YOUR GOAL - Pick out each line in these entries that contains the string "Please".

DATA TO USE -
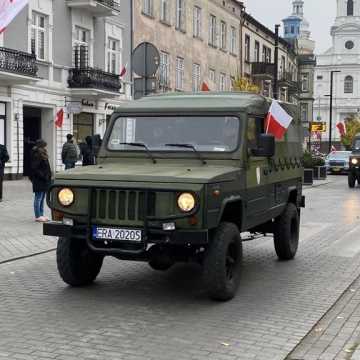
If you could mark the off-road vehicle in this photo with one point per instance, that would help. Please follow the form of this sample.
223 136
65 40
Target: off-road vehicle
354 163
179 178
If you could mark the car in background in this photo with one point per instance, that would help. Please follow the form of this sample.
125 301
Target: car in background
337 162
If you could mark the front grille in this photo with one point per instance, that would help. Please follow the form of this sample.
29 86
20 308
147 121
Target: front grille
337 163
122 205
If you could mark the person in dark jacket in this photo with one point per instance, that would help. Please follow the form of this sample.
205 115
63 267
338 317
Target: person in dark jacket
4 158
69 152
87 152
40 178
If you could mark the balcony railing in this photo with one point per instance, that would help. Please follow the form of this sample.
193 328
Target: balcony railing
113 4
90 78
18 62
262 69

* * *

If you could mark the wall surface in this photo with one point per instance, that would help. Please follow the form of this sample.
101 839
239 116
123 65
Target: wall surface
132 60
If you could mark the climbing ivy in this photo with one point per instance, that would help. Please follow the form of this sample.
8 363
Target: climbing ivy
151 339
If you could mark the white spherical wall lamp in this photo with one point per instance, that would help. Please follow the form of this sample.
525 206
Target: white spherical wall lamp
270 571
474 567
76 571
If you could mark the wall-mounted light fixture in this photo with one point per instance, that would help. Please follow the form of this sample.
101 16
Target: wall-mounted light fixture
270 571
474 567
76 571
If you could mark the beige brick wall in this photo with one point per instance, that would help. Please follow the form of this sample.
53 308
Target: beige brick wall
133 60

RESULT OF THE TASK -
If you could mark the off-road vehicle in this photo with one point per instance, that would help. Please follow the form of this sample.
If you could mark the car in background in this photo with one point per instance, that would help. Please follow the form of this sample.
If you could mark the front grille in this photo with one point per instance, that would help. Please follow the form of this sample.
If you could mark the person in dark jacket in this photo with one point per instance, that would help. Please follow the form of this sample.
If you could mark the balcony railing in this photo with one point per instance, that would help. Please follow the form of this sample.
If you could mark the wall surface in this photo with one point per instance, that would help. Please follow the form of this sample.
If you could mark the climbing ivy in this photo with one point per instance, that would help. Please follow the form of this sample.
If you could mark the white spherical wall lamp in this photo with one point per instance, that would help. Please follow the form of this sample.
If you could mark the wall-mounted light fixture in this photo with one point per instance, that would help. Please follow the form of this sample.
If you could mark the beige brick wall in this photo with one point per instance, that would help. Please follow the form of this sample.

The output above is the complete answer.